◆ **Page text**:
Shakey Jake (sometimes “Shakin’ Jake”; August 24, 1925 – September 16, 2007), born Jake Woods in Little Rock, Arkansas, United States, was a street musician and storyteller well known to students and residents of Ann Arbor, Michigan, from the time of his arrival there in 1973 until his death. Woods, who had moved as a child with his family from Little Rock to Saginaw, Michigan, travelled from Saginaw to Ann Arbor for a brief appearance at the Ann Arbor Blues Festival in 1973, and decided to stay.

Jake could be seen regularly on the streets of Ann Arbor in his unconventional clothing, strumming his guitar and singing (generally tuneless) songs to passers-by. He also sold cassettes and CDs of his music, and T-shirts and bumper stickers bearing the slogan, “I brake for Jake”.

In conversation, Jake enjoyed recounting a variety of implausible stories about his life and upbringing – claiming, for example, that he had been born on Halloween in 1900 and was 104 years old, that he had been a smoker since the age of one, or that he had dozens of invisible bodyguards.

◆ **Given entries**:
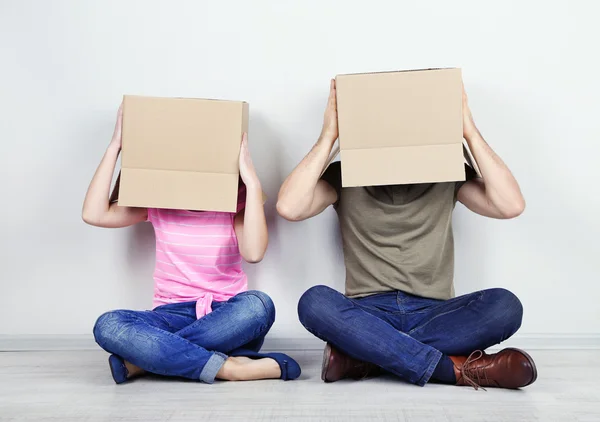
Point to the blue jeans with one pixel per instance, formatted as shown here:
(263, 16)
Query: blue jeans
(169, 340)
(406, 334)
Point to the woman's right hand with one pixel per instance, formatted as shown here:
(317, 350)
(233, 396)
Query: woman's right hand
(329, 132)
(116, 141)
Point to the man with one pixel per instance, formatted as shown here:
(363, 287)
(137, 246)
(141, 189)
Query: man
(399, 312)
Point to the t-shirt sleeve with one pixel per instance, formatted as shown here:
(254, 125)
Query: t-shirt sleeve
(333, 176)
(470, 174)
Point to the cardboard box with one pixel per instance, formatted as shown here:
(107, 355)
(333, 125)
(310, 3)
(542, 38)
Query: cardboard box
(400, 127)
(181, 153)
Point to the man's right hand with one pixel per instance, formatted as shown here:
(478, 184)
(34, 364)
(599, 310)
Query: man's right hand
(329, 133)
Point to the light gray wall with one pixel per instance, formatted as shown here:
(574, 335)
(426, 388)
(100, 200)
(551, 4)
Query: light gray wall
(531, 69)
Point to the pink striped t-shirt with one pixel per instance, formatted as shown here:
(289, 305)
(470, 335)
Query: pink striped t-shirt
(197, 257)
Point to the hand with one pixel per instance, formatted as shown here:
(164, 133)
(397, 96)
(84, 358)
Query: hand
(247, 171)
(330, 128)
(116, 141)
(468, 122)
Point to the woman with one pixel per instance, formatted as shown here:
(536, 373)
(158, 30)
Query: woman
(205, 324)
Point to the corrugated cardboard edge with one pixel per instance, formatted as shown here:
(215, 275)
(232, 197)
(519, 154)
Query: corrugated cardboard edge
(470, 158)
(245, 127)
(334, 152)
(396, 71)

◆ **Task instructions**:
1. In the text about Shakey Jake, what slogan appeared on the T-shirts and bumper stickers he sold?
2. Continue the text about Shakey Jake from the point where it stops.

◆ **Outputs by task**:
1. "I brake for Jake"

2.
Despite his disheveled appearance and quirky conversational style, Jake was unthreatening, and was well-liked by those who knew – or even merely knew of – him. Indeed, he was a welcome patron at many Ann Arbor retail establishments. By many accounts, Jake was one of the most popular parts of the city's annual Fourth of July parade.
Although many believed him to be homeless, he lived in rented rooms or in public housing.

Shakey Jake was the inspiration for Calhoun Tubbs, a sketch character created and portrayed by David Alan Grier in the television comedy series In Living Color.

Jake died in 2007 of kidney failure, at the age of 82. A memorial service drew 400 mourners. Afterwards a smaller group paraded for an hour through the streets of Ann Arbor past some of Jake's favorite spots, singing songs and playing instruments.